> [Aufgabenstellung]
Wie geht der Artikel über den Autor Schirmer und seine Bücher weiter? Nimm ihn nach seinem letzten Satz wieder auf und schreibe ihn fort.

> [Quelldokument]
• • •

Die lokalen Informationen über Freudenstadt beschaffte er sich mithilfe von Internetrecherchen.
Nach fünf weiteren Werken mit dem gleichen Ermittlungsduo verlagerte Schirmer den Schauplatz für die nächsten Krimibände an die Ostsee nach Plön in Schleswig-Holstein. Dort habe er auch vor Ort recherchiert. Anschließend veröffentlichte er unter dem Titel „Deister-Crimes“ zwei Bücher mit erdachten Kriminalfälle in der Wennigser Mark.
Im November 2025 wurde nun Schirmers neuer Psychothriller „Was wir verschwiegen haben“ fertig – ein 500-Seiten-Werk, das erstmals nicht nur auf einer bekannten Internetplattform, sondern in jeder Buchhandlung erhältlich ist. Der Preis: 17,99 Euro. Schirmer hat das Buch als Selbstverleger über das Buchhandelsunternehmen Thalia herausgebracht – unter seinem echten Namen.
„Zu Jack Sanders passt die Story nicht, weil sie keinen lokalen Bezug hat“, meint der Autor. Die Geschichte, die aus der Täterperspektive geschrieben ist, spielt in einer fiktiven Stadt in den USA. „Nach einer Feier an einem See, mit viel Alkohol, ist ein Mädchen verschwunden und nie wieder aufgetaucht – die Ermittlungen wurden eingestellt“, erzählt Schirmer. Zehn Jahre später werde eine weitere Person von der Vergangenheit eingeholt. „Es geht um Schuld und wie man mit etwas Verdrängtem umgeht“, verrät der Autor.

• • •

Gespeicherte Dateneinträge

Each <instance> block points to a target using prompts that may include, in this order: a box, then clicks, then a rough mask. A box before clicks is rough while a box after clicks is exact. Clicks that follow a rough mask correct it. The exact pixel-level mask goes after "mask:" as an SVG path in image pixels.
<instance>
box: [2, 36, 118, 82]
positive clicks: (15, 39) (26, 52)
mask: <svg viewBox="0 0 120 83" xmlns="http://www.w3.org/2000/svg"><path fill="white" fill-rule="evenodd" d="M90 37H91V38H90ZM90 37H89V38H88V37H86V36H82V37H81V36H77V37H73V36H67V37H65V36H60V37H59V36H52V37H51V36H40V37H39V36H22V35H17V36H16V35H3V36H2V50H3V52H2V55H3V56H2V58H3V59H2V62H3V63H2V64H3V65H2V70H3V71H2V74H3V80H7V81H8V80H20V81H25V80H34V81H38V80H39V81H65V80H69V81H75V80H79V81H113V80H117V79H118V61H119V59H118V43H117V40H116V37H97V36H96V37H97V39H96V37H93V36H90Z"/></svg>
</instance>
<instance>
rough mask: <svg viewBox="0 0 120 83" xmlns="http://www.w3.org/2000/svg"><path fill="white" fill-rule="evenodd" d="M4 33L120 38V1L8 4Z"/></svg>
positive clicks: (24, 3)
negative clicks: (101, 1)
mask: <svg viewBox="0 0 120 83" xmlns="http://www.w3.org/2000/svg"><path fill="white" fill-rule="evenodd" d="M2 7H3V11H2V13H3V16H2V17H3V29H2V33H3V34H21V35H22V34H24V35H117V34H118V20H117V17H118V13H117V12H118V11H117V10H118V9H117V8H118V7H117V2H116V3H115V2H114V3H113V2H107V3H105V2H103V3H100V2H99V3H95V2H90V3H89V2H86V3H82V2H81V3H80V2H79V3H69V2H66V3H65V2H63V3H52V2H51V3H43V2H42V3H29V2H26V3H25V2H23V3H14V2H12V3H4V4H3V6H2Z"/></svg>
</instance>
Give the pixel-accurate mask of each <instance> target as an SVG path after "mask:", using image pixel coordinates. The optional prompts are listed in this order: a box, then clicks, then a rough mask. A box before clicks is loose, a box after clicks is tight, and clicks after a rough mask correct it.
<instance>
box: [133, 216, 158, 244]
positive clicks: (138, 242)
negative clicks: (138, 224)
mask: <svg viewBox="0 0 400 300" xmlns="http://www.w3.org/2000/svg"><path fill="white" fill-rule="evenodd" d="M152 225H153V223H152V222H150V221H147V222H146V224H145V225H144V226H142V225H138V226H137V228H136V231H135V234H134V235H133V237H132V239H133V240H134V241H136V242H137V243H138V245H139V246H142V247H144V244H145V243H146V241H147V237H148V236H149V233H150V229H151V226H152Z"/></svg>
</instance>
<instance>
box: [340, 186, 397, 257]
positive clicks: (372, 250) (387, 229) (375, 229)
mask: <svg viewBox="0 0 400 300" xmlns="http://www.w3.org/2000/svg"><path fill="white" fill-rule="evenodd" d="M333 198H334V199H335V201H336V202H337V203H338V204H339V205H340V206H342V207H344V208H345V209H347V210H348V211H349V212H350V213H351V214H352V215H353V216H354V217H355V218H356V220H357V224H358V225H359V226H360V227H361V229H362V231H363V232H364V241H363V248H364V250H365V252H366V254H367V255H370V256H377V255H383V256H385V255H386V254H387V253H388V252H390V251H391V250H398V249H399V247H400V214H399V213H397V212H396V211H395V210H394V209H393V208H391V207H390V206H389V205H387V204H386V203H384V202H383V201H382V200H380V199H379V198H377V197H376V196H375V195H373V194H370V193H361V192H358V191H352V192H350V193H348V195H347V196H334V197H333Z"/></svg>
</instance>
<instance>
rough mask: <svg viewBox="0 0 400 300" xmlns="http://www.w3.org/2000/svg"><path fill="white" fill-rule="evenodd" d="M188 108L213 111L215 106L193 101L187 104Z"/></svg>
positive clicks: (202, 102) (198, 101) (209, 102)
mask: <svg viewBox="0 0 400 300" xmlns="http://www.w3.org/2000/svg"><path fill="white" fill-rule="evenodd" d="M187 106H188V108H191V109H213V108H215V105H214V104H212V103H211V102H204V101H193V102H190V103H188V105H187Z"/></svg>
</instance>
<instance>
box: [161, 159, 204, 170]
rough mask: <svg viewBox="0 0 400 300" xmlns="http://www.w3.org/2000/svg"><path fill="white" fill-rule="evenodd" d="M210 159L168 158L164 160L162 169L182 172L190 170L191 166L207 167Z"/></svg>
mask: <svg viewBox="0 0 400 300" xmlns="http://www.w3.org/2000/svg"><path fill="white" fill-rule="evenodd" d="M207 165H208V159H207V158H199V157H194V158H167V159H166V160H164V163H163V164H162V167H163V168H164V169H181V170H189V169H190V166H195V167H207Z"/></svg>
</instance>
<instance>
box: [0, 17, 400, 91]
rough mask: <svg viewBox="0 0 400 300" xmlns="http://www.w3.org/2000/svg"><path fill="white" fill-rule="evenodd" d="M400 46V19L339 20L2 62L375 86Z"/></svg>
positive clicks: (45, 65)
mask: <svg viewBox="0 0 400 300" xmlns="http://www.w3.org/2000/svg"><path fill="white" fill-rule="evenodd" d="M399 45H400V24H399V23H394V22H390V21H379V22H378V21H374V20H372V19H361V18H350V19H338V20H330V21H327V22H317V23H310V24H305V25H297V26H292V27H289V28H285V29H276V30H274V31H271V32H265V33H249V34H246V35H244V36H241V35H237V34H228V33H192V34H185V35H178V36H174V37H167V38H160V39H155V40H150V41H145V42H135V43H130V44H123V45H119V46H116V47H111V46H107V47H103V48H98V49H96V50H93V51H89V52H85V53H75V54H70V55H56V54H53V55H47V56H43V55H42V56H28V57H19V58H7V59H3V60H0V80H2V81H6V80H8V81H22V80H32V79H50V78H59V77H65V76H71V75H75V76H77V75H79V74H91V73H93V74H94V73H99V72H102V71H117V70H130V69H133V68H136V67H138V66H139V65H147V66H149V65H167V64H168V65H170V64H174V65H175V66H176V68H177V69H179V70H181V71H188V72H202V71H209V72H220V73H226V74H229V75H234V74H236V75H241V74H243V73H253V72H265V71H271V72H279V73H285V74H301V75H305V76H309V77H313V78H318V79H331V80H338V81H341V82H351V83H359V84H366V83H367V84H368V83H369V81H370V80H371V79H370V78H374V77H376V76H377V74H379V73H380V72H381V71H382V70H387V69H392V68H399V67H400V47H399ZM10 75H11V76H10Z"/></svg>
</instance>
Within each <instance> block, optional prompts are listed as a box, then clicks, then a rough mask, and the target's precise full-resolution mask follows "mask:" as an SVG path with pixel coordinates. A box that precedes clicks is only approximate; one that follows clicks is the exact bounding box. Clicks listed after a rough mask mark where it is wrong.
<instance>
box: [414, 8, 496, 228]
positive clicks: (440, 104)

• • •

> [Ergebnis]
Aber wie konnte er innerhalb eines Jahres so viele Bücher produzieren? „Ich schreibe fast jeden Abend rund zweieinhalb Stunden, wenn die Kinder im Bett sind und meine Frau Serien schaut“, sagt Schirmer. Für ihn sei das ein toller Ausgleich nach der Arbeit.
Inspiriert werde er von Filmen und seinem beruflichen Hintergrund. Das Schreiben ist bislang aber nur ein Nebenerwerb: „Meine Reinerlöse liegen monatlich im Durchschnitt zwischen 75 und 100 Euro“, sagt der Krimiautor.